# DIRECTION
Update the text of the entries below by changing "exercise" to "activity" everywhere it occurs and keeping every other line identical. Leave the pictures out of your answer.

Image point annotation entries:
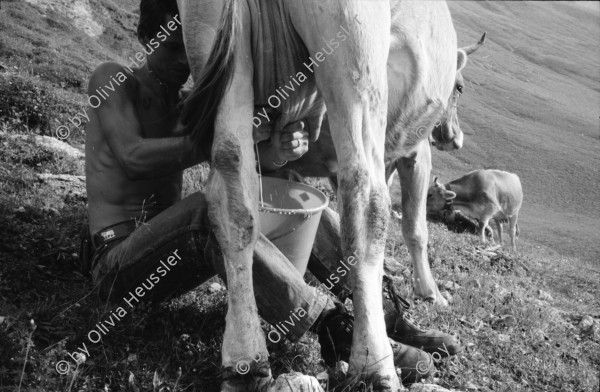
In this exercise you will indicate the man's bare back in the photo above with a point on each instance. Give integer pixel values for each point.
(134, 164)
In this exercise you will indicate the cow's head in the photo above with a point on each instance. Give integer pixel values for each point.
(447, 134)
(438, 198)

# TASK RESPONSE
In this activity you will indicate the man's bare back in the photo above with a point on each instance. Give integer pixel values for each point.
(134, 164)
In this activity you will indicate the cow's head in the photo above with a point on each instance. Give integer pixel values for each point.
(447, 134)
(438, 198)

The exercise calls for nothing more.